◆ Source passage

_ _ _

DATE AND TIME: Friday, April 14, 4:10 p.m.

        PLACE:  171 Durham

        SPEAKER:
        Simon Tavaré
        Departments of Biological Sciences,
        Mathematics and Preventive Medicine,
        University of Southern California

        TITLE:
        Seeing the Forest for the Trees

        ABSTRACT:
         

        There has recently been an unprecedented explosion in techniques for surveying molecular variation among organisms. These data allow us to study molecular processes on a wide variety of time scales. For example we can compare distantly related species, or individuals from the same species, or cells within a given individual. I will describe some statistical problems that arise from the study of such data, focusing in particular on ancestral inference what can we infer about molecular and historical processes using variation data? I will use several examples to illustrate the ideas, including reconciliation of fossil and molecular estimates of divergence times, estimation of the age of a mutation, and understanding the mutation mechanism in Huntington disease. A unifying theme is the study of highly dependent data in which the dependence is generated by a tree or graph.  Computational inference methods for dealing with the dependence will be described. This lecture is introductory; no specific knowledge of molecular biology will be assumed.

_ _ _

◆ Extracted data
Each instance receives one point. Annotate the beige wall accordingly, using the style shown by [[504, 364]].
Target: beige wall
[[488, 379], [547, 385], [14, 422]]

_ _ _

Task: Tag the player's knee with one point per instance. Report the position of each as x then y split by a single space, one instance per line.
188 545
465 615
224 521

_ _ _

◆ Task prompt
List every department of the University of Southern California to which the seminar announcement above attaches the speaker.

◆ Exercise result
Biological Sciences, Mathematics, Preventive Medicine